[start Data shown]

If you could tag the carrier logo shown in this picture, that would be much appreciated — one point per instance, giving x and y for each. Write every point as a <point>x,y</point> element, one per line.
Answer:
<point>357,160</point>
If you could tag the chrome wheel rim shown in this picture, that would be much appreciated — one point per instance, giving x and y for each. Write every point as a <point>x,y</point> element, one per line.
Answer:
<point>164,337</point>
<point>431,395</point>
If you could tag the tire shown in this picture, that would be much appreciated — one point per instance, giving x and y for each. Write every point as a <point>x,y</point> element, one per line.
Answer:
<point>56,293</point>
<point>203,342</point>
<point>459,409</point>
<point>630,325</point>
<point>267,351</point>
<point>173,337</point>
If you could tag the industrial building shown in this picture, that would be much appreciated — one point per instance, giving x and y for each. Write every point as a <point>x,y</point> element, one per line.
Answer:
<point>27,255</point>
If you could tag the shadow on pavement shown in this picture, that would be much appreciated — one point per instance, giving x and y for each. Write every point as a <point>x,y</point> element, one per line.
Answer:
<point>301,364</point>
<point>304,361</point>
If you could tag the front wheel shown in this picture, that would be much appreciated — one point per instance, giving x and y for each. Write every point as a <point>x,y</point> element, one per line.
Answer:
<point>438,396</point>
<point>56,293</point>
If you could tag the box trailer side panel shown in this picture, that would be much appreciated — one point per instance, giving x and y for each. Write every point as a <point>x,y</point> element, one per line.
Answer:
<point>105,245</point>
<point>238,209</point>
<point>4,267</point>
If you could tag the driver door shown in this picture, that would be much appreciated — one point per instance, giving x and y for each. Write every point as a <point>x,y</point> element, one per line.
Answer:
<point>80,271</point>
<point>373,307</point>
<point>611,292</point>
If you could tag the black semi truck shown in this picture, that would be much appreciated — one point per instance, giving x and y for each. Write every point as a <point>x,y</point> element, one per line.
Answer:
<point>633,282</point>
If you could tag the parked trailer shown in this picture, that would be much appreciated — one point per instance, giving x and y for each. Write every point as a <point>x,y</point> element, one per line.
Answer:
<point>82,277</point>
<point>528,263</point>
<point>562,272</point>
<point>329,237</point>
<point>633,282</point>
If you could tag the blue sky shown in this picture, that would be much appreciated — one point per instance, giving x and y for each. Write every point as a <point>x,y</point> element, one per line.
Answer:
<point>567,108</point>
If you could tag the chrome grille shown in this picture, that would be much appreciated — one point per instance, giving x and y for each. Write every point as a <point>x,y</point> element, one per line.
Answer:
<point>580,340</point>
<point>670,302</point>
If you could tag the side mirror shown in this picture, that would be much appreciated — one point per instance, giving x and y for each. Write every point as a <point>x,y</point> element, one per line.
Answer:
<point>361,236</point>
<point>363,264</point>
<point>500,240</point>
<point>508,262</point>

[end Data shown]

**Work to be completed**
Rewrite every line of the records above as a JSON list of strings, with one string per line and no blank lines.

**Solution to this problem**
[
  "If you could tag the carrier logo shown in this picture, that would be much appreciated — one point per instance, giving x and y for each. Write every point as a <point>x,y</point> element, one per line.",
  "Answer:",
  "<point>357,160</point>",
  "If you could tag the chrome wheel rim shown in this picture, that would be much appreciated — one point per instance, giving x and y for each. Write every point as a <point>x,y</point> element, one per line.",
  "Answer:",
  "<point>164,337</point>",
  "<point>431,395</point>",
  "If you could tag the tire shown in this picture, that would be much appreciated — one point per instance, giving x and y for each. Write every point as a <point>x,y</point> element, one per line.",
  "Answer:",
  "<point>56,293</point>",
  "<point>203,342</point>",
  "<point>459,409</point>",
  "<point>630,325</point>",
  "<point>267,351</point>",
  "<point>173,337</point>",
  "If you could tag the industrial building shown in this picture, that would be much appreciated — one point per instance, giving x and y for each. Write every point as a <point>x,y</point> element, one per line.",
  "Answer:",
  "<point>27,255</point>",
  "If you could tag the shadow on pavement shown in this picture, that would be much appreciated — one point per instance, giving x and y for each. Write every point as a <point>x,y</point> element, one per line.",
  "Answer:",
  "<point>301,364</point>",
  "<point>304,361</point>",
  "If you could tag the front wheel shown in this picture, that would be much appreciated — one point per instance, giving x and y for each. Write every point as a <point>x,y</point> element, one per line.",
  "Answer:",
  "<point>438,396</point>",
  "<point>56,293</point>",
  "If you could tag the box trailer side panel shown in this picture, that would be much appreciated — one point per instance, giving x and y for each. Write every point as a <point>x,y</point> element, one per line.",
  "Answer:",
  "<point>105,245</point>",
  "<point>238,209</point>",
  "<point>4,267</point>",
  "If you could tag the driver door shown in this picture, that would be much appreciated — one point per instance, giving x and y for each. Write every point as a <point>x,y</point> element, one per line.",
  "Answer:",
  "<point>80,271</point>",
  "<point>373,307</point>",
  "<point>611,292</point>",
  "If you could tag the black semi truck shown in this picture, that would be much appreciated — one point per instance, giving x and y for each. Write every point as a <point>x,y</point> element, one per line.",
  "Answer:",
  "<point>633,282</point>",
  "If you could tag the parked trailer shown in this picture, that would be much appreciated — one point per instance, giving x and y for each. Write every point as a <point>x,y</point> element, one per line.",
  "Answer:",
  "<point>82,277</point>",
  "<point>528,263</point>",
  "<point>562,272</point>",
  "<point>329,237</point>",
  "<point>633,282</point>",
  "If you could tag the blue sky shown in this picture, that would be much appreciated — one point per instance, giving x and y for each. Write every point as a <point>x,y</point> element, one per line.",
  "Answer:",
  "<point>567,108</point>",
  "If you could tag the chrome grille shown in this picture, that would be much appreciated — one point per instance, giving x and y for each. Write every point as a <point>x,y</point> element, one per line.",
  "Answer:",
  "<point>580,340</point>",
  "<point>670,302</point>",
  "If you could tag the side mirror shown in this picture, that would be much appreciated — one point per instance, giving x and y for each. Write every point as a <point>x,y</point> element, one per line.",
  "Answer:",
  "<point>361,236</point>",
  "<point>363,264</point>",
  "<point>500,240</point>",
  "<point>508,262</point>"
]